> **Directions**: The whole listing should be retyped exactly as it appears.
### The input
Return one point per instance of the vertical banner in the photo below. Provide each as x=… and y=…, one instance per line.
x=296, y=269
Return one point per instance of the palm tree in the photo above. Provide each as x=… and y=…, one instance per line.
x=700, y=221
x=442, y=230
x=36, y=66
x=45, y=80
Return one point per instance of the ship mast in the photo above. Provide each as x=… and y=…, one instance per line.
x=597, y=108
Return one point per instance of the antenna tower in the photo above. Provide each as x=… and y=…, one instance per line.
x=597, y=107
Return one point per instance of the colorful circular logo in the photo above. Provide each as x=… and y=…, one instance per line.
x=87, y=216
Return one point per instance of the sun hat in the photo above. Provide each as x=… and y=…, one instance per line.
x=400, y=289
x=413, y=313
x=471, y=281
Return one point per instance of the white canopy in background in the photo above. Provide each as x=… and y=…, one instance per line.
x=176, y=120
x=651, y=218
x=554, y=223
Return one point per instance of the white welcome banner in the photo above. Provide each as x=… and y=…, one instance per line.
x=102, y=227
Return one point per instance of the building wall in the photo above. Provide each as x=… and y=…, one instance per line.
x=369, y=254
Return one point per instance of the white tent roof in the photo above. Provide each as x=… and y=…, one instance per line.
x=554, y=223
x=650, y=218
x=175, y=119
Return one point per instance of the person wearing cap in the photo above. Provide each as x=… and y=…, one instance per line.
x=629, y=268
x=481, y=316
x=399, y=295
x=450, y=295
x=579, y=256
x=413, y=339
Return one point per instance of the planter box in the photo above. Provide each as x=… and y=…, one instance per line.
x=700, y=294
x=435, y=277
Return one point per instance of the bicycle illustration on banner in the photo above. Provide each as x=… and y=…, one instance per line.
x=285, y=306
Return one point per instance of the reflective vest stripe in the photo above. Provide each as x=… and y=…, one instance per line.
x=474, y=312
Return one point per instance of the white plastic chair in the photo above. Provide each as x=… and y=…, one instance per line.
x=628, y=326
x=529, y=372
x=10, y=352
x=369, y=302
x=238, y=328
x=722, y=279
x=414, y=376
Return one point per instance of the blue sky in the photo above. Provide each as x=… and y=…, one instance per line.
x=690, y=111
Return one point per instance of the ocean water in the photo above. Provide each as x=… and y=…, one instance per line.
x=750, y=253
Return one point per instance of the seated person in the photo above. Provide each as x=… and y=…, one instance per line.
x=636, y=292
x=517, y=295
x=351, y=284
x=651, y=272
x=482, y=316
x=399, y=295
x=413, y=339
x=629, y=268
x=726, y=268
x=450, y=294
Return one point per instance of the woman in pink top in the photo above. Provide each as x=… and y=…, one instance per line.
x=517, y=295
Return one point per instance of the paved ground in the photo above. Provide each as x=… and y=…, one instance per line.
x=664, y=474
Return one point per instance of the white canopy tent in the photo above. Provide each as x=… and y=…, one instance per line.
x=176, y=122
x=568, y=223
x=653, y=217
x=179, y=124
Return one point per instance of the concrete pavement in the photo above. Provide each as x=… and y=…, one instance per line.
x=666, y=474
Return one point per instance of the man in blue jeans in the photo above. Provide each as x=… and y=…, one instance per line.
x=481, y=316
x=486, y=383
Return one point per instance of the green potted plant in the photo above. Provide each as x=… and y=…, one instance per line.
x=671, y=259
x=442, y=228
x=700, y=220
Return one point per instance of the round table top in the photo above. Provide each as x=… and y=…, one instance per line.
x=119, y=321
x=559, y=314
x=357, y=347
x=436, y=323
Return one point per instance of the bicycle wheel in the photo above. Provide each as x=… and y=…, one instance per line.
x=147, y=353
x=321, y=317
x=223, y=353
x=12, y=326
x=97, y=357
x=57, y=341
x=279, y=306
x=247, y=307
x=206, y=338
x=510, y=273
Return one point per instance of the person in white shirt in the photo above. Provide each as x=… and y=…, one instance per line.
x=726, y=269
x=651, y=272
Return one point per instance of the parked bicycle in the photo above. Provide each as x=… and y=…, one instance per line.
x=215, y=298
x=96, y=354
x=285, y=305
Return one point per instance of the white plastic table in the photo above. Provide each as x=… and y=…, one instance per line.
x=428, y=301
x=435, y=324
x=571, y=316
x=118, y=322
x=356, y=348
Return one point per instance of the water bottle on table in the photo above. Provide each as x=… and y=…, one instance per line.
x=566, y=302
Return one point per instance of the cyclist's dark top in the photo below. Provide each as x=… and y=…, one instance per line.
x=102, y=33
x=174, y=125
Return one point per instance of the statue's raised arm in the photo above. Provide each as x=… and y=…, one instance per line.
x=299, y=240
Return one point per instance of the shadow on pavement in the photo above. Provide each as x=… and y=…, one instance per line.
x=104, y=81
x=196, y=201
######
> **Your solution**:
Return one point per instance of the vertical banner in the photo below. Provide each as x=… and y=…, one instance per line.
x=296, y=269
Return one point per instance of the palm tree in the photo above. Provide each as x=… and y=…, one instance per line.
x=700, y=221
x=442, y=230
x=36, y=66
x=45, y=80
Return one point per instance of the ship mast in the photo above. Provide each as x=… and y=…, one instance per line.
x=597, y=108
Return one point per instance of the antenna tower in the photo above. Provide each as x=… and y=…, one instance per line.
x=597, y=107
Return one point per instance of the colorful circular logo in the photo above. Provide each as x=… and y=…, one instance per line.
x=87, y=216
Return one point per instance of the sun hat in the photo above. Provide each as x=… and y=…, one instance per line.
x=400, y=289
x=413, y=313
x=471, y=281
Return one point per instance of the white canopy in background in the photo above. Provide each as x=… and y=…, one instance per line.
x=176, y=120
x=651, y=218
x=554, y=223
Return one point per instance of the white welcome banner in the photo above. Provide each as x=… and y=…, one instance per line.
x=102, y=227
Return one point per instance of the building wall in the photo above. Provide each as x=… and y=…, one instance per line.
x=369, y=254
Return one point per instance of the white tent roof in the photo above. Provide each as x=… and y=…, one instance per line.
x=554, y=223
x=650, y=218
x=175, y=119
Return one point per instance of the person wearing cap in the photo above. Provide each as x=… and y=…, one instance per line.
x=629, y=268
x=481, y=316
x=399, y=295
x=450, y=295
x=579, y=256
x=413, y=339
Return one point per instance of the planter box in the photo above. Provide each as x=… and y=…, one instance per line.
x=700, y=294
x=435, y=277
Return one point per instance of the bicycle illustration on banner in the photo above. Provide each as x=… and y=…, one instance per line.
x=285, y=306
Return one point per instance of the reflective vest stripe in the photo above. Provide each as x=… and y=…, one instance per line.
x=474, y=312
Return one point per instance of the white plastic chair in the photo above. Provide each as x=… and y=…, one instance per line.
x=628, y=326
x=529, y=372
x=10, y=352
x=369, y=302
x=238, y=328
x=722, y=279
x=414, y=376
Return one point per instance of the blue sky in the photo above. Provide each as x=… and y=…, one instance per line.
x=690, y=111
Return one point per instance of the ocean water in the photo above. Provide each as x=… and y=…, one instance per line.
x=750, y=253
Return one point per instance of the seated person in the photo above. Provide each as x=… and y=…, one instance per line.
x=636, y=292
x=517, y=295
x=351, y=284
x=651, y=272
x=482, y=316
x=399, y=295
x=413, y=339
x=629, y=268
x=726, y=268
x=450, y=294
Return one point per instance of the woman in pink top in the photo above. Provide each as x=… and y=…, one instance per line.
x=517, y=295
Return one point per instance of the paved ground in the photo above. Provide each as x=… and y=…, one instance per line.
x=664, y=474
Return one point per instance of the white canopy tent in the photo above. Provide each as x=… and y=…, one instance per line.
x=176, y=122
x=568, y=223
x=653, y=217
x=179, y=124
Return one point per instance of the concrete pavement in the photo above. Provide each as x=… and y=…, one instance per line.
x=666, y=474
Return one point per instance of the man in blue jeans in the photo above. Provide each as x=… and y=…, one instance per line.
x=481, y=316
x=486, y=383
Return one point per instance of the green potted plant in the photo above. Provide each as x=… and y=…, one instance per line.
x=671, y=259
x=442, y=228
x=700, y=220
Return one point per instance of the round table top in the photo above. Provide each as x=… and y=…, one instance per line.
x=119, y=321
x=559, y=314
x=357, y=347
x=436, y=323
Return one point per instance of the bicycle wheel in the photo above. Provide each as x=… and y=…, one instance per line.
x=147, y=353
x=321, y=317
x=223, y=353
x=12, y=326
x=97, y=357
x=57, y=341
x=279, y=306
x=247, y=307
x=206, y=338
x=510, y=273
Return one point per instance of the person in white shirt in the photo above. Provide each as x=… and y=…, one instance per line.
x=726, y=269
x=651, y=272
Return one point per instance of the parked bicycle in the photo above. Provide each as x=… and y=…, one instance per line.
x=215, y=298
x=96, y=354
x=285, y=305
Return one point per instance of the white plastic table in the photo above. Provide each as x=… and y=…, one instance per line.
x=428, y=301
x=435, y=324
x=571, y=316
x=118, y=322
x=356, y=348
Return one point per instance of the water bottle on table in the photo above. Provide each as x=… and y=…, one instance per line.
x=566, y=302
Return one point per instance of the cyclist's dark top in the photo below. Provide each as x=… and y=…, one instance per line.
x=102, y=33
x=174, y=125
Return one point per instance of the statue's raised arm in the photo above. Provide each as x=… and y=…, one instance per line.
x=299, y=240
Return one point per instance of the shadow on pavement in the photo above. Provide each as x=… and y=…, one instance per line.
x=104, y=81
x=196, y=201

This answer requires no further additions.